* PROBLEM DETAILS
Please show each line of the entries below that contains the word "cloud", copying every such line in full.

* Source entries

[Start]

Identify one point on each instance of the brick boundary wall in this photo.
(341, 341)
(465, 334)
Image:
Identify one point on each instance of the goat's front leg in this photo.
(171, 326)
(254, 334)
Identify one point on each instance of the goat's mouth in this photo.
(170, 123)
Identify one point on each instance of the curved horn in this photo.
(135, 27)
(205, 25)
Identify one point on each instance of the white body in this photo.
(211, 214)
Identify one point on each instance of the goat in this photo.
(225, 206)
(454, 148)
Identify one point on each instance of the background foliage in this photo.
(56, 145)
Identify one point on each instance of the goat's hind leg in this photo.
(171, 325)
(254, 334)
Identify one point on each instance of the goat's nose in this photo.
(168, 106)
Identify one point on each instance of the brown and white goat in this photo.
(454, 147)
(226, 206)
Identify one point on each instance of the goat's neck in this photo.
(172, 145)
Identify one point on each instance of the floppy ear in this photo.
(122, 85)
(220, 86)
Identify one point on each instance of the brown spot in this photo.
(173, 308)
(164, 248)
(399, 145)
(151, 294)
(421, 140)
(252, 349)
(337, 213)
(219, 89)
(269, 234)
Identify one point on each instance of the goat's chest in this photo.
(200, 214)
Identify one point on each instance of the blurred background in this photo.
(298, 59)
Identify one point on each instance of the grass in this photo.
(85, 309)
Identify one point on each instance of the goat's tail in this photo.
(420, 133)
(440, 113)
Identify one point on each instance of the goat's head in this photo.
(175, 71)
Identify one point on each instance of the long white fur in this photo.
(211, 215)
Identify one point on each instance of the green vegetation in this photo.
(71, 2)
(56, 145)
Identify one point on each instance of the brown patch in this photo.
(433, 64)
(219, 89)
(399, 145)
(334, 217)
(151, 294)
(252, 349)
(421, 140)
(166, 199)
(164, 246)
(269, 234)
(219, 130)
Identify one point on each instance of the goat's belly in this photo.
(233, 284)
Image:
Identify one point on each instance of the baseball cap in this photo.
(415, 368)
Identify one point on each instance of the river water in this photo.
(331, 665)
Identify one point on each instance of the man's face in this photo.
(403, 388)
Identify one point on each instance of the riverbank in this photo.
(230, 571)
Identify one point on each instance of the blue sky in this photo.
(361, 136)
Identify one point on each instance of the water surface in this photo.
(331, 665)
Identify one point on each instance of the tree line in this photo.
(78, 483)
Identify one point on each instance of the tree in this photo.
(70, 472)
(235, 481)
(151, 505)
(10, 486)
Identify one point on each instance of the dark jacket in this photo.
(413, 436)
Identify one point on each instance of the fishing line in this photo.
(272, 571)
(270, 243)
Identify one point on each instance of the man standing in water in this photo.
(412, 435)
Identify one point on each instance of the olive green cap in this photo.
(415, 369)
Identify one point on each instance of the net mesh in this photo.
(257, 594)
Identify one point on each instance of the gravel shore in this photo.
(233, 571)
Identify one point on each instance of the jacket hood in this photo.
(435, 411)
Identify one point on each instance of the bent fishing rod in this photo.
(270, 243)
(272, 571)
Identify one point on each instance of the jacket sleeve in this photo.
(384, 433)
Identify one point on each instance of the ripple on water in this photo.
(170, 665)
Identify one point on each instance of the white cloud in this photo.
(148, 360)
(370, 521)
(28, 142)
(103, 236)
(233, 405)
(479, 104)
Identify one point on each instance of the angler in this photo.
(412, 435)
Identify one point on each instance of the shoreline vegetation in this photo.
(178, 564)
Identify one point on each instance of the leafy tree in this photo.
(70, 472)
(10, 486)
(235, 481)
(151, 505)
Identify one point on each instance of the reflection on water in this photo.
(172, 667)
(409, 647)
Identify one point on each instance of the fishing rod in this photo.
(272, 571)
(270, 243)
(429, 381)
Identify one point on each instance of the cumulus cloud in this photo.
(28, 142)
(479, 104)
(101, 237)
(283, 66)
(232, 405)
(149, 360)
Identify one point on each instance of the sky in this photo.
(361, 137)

[End]
[Start]

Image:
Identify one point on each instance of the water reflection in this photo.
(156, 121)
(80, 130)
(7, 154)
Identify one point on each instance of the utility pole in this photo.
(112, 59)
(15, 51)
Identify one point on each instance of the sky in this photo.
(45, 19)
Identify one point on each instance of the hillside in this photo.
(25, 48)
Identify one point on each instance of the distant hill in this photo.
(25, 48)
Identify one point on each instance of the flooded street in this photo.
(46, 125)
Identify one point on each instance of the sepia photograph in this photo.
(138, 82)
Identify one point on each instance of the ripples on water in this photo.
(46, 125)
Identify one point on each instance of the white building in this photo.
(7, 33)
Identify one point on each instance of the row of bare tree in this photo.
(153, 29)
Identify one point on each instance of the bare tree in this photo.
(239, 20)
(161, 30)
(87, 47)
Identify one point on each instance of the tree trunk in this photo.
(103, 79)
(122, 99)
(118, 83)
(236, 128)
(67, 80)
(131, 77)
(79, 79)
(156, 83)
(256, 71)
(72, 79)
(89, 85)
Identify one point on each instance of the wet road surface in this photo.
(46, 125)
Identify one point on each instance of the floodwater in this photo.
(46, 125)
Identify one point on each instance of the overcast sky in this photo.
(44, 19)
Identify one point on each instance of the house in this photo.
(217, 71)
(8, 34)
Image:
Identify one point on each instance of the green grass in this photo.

[End]

* OUTPUT BELOW
Identify one point on each instance of the white cloud in this photo.
Identify one point on each instance of the cumulus cloud in this photo.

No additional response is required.